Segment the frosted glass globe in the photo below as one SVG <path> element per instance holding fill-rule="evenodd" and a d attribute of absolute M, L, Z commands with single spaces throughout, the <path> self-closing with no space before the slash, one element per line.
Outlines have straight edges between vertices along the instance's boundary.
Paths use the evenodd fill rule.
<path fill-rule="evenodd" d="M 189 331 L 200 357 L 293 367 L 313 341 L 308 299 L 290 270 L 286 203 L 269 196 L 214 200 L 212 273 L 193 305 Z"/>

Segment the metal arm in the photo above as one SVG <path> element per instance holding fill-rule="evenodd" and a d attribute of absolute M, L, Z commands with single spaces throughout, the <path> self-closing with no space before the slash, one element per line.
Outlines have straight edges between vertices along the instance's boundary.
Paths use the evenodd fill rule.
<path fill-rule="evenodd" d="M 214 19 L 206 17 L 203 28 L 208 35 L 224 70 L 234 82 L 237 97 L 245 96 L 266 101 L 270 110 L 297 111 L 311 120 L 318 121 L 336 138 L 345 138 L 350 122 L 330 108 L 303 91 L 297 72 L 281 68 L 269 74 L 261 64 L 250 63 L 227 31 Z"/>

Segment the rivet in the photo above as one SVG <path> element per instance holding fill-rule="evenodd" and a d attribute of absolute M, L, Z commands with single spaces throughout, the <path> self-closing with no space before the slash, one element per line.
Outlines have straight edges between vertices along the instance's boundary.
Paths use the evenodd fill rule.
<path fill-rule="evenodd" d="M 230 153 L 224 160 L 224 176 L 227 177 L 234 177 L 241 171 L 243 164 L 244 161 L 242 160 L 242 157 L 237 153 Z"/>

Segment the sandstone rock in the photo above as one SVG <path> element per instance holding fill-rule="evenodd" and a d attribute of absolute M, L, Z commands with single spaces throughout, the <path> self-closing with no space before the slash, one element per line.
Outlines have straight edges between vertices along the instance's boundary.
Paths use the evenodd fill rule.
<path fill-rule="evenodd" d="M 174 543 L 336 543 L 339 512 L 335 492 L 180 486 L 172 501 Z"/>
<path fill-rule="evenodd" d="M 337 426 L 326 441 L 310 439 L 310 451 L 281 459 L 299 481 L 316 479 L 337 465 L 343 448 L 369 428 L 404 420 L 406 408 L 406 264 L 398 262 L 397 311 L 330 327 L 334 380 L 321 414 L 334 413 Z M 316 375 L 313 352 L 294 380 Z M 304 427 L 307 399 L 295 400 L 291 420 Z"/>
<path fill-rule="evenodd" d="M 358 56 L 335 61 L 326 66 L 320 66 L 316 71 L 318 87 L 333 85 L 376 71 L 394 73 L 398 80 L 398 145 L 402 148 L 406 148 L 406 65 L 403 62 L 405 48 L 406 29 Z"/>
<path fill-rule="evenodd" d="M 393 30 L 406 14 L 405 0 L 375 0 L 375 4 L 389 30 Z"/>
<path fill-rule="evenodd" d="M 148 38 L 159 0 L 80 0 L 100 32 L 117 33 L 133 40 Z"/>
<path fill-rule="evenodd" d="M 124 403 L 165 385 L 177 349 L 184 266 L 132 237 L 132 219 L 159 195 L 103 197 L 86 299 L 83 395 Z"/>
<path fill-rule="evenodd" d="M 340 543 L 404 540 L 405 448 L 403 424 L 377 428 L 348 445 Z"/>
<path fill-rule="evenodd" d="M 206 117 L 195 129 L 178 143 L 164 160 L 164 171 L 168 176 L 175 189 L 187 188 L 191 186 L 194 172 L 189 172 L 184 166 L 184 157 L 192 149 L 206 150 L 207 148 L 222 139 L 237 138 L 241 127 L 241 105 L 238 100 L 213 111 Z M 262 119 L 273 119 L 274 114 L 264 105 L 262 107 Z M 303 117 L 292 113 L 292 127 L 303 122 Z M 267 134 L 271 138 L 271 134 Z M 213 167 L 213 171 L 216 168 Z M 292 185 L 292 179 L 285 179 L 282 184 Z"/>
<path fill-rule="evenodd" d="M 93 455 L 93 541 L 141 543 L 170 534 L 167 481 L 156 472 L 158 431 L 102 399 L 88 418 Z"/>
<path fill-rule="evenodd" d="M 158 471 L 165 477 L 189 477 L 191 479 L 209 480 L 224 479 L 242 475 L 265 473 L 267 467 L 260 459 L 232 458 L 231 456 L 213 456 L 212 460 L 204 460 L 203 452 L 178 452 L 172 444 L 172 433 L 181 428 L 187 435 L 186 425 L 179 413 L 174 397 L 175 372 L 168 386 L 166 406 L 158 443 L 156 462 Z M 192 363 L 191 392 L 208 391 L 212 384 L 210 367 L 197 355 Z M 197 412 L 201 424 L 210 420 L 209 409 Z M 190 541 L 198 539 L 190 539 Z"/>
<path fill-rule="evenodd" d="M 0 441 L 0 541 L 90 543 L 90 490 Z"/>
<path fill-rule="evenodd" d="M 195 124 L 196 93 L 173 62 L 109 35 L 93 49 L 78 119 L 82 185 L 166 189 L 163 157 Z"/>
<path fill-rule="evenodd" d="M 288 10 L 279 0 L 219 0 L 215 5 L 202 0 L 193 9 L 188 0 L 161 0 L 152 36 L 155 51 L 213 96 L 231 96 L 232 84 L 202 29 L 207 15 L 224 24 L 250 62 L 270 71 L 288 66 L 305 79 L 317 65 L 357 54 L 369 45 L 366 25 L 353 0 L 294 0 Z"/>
————————
> **Instructions for the task**
Rescale the lines between the one holding "Segment the metal" and the one holding "214 19 L 206", inclusive: reproduce every one of them, keeping all wording unchanged. Multiply each coordinate in the path outlines by 1.65 and round it to a whole number, with halves rounded up.

> **Written solution**
Segment the metal arm in the photo above as one SVG <path> element per instance holding fill-rule="evenodd" and a d attribute of absolute M, L, Z commands with single spaces throughout, the <path> self-closing with no space before the slash, one element per line.
Outlines have straight edges between vertices along the instance's boundary.
Paths use the evenodd fill rule.
<path fill-rule="evenodd" d="M 353 31 L 340 28 L 335 46 L 343 58 L 370 116 L 386 135 L 391 160 L 404 158 L 439 167 L 446 182 L 490 183 L 513 198 L 525 200 L 554 228 L 569 228 L 578 201 L 545 178 L 500 150 L 490 119 L 464 112 L 444 122 L 431 106 L 413 104 L 375 51 Z"/>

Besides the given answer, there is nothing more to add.